• _WHAT YOU SHOULD DO_
Please count how many lines in the entries below contain "cuff" and reply with the figure alone.

Records excerpted from a collection:
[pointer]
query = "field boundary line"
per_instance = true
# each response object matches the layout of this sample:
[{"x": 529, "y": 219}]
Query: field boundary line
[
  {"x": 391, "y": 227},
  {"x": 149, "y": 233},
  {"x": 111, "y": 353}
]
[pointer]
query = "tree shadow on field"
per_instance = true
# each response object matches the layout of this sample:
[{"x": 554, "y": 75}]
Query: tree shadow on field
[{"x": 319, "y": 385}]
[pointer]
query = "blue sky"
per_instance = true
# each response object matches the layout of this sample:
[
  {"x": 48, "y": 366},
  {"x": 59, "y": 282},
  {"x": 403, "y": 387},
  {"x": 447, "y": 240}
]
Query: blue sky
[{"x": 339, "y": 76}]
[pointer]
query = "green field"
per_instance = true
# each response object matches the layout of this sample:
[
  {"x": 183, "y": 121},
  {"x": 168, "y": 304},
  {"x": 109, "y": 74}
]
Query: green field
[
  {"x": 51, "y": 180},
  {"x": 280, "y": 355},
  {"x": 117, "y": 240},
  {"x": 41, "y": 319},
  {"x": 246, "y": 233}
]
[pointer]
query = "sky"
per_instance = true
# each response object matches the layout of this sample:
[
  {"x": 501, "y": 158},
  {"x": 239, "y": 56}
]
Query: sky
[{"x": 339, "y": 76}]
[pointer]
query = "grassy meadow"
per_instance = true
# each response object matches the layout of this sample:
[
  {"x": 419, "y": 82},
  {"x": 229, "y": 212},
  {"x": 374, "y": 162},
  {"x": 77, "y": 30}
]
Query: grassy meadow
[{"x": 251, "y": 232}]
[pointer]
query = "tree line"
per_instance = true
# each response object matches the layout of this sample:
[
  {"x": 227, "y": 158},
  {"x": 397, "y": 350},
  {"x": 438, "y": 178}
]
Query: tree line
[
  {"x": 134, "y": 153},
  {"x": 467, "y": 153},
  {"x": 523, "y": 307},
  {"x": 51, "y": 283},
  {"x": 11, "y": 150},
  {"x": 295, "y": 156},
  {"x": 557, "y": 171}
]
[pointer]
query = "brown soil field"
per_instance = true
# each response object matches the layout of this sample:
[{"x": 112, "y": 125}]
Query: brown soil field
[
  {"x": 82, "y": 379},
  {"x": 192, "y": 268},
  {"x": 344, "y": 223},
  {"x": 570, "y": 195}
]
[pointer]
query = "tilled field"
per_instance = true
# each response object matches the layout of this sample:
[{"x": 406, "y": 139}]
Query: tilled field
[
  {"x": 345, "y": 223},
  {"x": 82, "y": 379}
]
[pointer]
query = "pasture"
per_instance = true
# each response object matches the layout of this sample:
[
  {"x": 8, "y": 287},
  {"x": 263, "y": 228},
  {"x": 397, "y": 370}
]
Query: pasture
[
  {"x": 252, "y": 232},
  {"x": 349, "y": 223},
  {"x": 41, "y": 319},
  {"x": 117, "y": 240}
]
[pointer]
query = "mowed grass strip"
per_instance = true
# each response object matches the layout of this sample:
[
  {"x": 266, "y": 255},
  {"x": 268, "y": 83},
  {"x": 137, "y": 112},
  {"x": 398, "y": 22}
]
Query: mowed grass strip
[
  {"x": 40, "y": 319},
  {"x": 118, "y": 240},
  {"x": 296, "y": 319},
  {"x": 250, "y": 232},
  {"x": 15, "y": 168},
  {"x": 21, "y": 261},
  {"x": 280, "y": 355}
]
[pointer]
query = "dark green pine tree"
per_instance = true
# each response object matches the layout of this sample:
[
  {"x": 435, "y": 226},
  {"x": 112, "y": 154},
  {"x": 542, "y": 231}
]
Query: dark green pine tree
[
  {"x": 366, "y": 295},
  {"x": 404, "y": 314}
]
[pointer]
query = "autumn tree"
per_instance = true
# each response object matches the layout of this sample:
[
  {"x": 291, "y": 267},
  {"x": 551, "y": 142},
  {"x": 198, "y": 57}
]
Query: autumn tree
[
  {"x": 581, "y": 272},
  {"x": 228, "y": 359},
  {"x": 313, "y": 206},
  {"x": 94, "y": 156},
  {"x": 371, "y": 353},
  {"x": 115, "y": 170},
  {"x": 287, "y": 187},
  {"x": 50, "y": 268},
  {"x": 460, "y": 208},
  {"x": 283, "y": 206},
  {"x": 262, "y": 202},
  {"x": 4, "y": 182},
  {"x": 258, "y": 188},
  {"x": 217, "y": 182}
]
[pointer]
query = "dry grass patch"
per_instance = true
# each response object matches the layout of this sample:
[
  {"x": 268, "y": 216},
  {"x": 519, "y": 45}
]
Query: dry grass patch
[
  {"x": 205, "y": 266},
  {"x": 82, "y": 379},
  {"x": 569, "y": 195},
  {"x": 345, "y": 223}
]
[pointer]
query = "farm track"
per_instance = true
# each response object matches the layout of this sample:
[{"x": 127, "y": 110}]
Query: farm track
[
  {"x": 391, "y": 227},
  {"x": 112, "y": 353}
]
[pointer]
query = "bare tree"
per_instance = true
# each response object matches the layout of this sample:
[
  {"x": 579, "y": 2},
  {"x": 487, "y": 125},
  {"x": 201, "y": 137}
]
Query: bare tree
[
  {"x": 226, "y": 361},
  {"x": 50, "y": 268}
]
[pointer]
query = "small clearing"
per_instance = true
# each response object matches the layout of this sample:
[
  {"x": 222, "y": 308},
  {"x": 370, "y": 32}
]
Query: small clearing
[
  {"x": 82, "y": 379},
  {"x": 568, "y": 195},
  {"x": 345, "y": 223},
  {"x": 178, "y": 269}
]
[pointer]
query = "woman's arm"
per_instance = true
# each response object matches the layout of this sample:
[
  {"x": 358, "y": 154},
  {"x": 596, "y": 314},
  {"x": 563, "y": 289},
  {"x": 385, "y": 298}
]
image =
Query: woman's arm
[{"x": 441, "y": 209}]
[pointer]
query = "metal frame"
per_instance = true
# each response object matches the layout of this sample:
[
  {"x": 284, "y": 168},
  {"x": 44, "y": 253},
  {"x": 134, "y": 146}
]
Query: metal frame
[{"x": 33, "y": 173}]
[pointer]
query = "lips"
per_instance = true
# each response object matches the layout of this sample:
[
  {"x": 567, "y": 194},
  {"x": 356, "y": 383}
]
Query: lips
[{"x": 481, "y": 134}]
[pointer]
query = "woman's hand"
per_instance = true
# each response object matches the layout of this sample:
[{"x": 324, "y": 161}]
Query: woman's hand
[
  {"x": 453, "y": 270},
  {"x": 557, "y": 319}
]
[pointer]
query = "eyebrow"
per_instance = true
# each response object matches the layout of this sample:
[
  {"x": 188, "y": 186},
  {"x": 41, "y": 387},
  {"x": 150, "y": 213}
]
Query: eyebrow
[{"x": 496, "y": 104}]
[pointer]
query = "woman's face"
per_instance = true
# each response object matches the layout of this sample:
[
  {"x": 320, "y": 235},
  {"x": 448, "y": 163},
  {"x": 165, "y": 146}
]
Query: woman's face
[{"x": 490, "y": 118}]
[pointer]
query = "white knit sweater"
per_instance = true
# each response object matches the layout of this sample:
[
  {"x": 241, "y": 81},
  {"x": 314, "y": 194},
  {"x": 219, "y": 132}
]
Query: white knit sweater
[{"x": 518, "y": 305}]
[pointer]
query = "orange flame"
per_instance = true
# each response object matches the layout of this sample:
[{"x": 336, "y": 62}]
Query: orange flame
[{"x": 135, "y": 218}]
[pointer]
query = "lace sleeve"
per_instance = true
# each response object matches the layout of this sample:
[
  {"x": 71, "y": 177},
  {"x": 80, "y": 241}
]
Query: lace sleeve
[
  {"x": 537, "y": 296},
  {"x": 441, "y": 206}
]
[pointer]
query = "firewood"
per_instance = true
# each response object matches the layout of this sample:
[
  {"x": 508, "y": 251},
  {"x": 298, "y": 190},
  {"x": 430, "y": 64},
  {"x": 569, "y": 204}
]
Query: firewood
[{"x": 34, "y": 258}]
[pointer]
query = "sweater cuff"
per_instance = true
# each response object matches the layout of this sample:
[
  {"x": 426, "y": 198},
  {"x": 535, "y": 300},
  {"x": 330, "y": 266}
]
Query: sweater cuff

• _YOUR SOLUTION_
2